[What you should do] Retype the records below word for word and omit any image.

[Data supplied]
=== Section Start ===
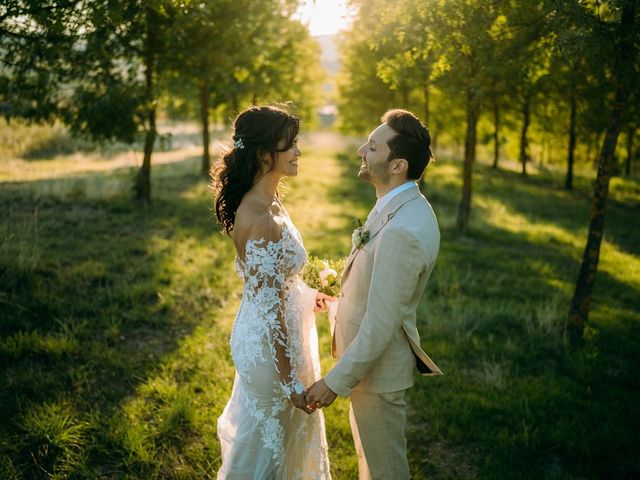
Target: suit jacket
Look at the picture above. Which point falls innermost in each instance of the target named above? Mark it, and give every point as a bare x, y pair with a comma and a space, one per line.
375, 338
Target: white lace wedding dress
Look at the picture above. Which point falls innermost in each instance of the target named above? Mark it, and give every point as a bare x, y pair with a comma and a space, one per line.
274, 345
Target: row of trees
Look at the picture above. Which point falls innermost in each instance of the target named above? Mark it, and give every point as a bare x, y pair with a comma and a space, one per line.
570, 65
104, 67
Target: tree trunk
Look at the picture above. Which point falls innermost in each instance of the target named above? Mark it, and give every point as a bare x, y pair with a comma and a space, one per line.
627, 166
464, 209
235, 104
524, 142
143, 179
426, 103
204, 117
496, 133
579, 311
568, 182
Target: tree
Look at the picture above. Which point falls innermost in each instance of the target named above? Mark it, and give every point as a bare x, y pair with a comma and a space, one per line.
468, 30
618, 40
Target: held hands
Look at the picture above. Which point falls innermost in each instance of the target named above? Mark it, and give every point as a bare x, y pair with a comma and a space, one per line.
319, 395
321, 302
299, 402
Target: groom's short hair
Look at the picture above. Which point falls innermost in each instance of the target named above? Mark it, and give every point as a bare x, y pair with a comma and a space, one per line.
411, 142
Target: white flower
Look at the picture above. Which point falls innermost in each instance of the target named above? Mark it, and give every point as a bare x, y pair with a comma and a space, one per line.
324, 274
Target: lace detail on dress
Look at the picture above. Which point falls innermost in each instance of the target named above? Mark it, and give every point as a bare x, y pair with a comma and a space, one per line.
272, 361
266, 270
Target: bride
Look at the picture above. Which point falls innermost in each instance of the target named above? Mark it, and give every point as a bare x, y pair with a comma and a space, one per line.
266, 430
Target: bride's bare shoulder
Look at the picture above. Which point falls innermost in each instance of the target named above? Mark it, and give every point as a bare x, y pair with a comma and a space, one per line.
255, 221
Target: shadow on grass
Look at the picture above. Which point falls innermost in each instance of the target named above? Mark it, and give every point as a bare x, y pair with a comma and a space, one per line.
514, 402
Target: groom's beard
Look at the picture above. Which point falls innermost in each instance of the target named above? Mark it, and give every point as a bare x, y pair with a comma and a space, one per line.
373, 173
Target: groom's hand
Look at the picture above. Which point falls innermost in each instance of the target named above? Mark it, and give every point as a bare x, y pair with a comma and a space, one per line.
298, 401
320, 395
=== Section End ===
[Answer space]
Target: suit jacket
Look at the picture above. Which point falls innermost in each instance of the target named above? Mark it, and give every point as a bare x, y pair with a comma and a space, one per line.
375, 338
Target: white lace wedding dress
Look at the picture above. Which point falls innermost in each instance of the target named above? Mark it, and give every point as a bare x, y pair with a comma and a space, one per line.
274, 345
Target: row of trees
Look at the picture above. Which point falls innermost in each instance of the target named above? Mark it, and give every point as a bare x, y pair with a comma and a space, one per line.
570, 65
104, 67
Target: tree trunk
Look at the picture above. Which point falls innermost in each instance of the target named above? Mark it, and give every point as a bare x, y pair with a comma and a space, one per line.
627, 166
464, 209
235, 104
524, 142
143, 179
426, 103
204, 117
496, 133
579, 311
568, 182
Target: tree
Look at the picture above. Which point falls innermost in each instance of the target named above? Mark it, and give every point as a bare x, y pair with a comma and a space, one per line.
468, 30
618, 40
Target: held hands
Look at the picture above. Which point falls innermost in each instance of the target named above? Mark it, and give every point as a bare x, y pair with a comma and a space, one per line.
319, 395
321, 302
299, 402
Target: groom's short hair
Look at the picture above. Which point falls innermost in each instance of the target named above? Mark it, and give every point as a bare x, y pair with a comma and a space, one per line.
411, 142
Target: white flower
Look at the picture above. Which point falls innermost in each instance of the target named above? Mark it, and give every point as a bare x, y pair with a comma and a space, one per line.
324, 274
Target: lace detail on dress
Look at the picture above. Which point falls innermost in each instance of the target named above? Mark it, and give every point as a bare x, y pair with a comma and a space, one per line.
272, 361
266, 270
Target: bride
Look at the picture above. Which point falls innermost in each instance of the target named above? Mark it, and give every point as a bare x, y pair with a comma and a space, one per line.
266, 430
Target: bride's bare shoulder
Look at the picture above. Which point falls innermost in each instance of the target named above? Mark it, and give every point as a bare x, y pair with a comma and a space, one per line.
255, 221
Target: shadow on grass
Look at the picture above. Which point falls innermost in each instance of the target named above? Mark it, and give every point as a bare x, y pair with a comma and a space, one per line.
514, 402
Target: groom's beard
Look at the picture above. Which point falls innermost in each instance of the target named above? Mark it, and give every point as a bare x, y pair with a comma and a space, one per line.
373, 173
Target: groom's hand
Look at the picture above. Which point falls innermost in each instance of the target named above? Mark it, and give every point as a bare x, y pair with a comma and a space, one per line.
298, 401
320, 395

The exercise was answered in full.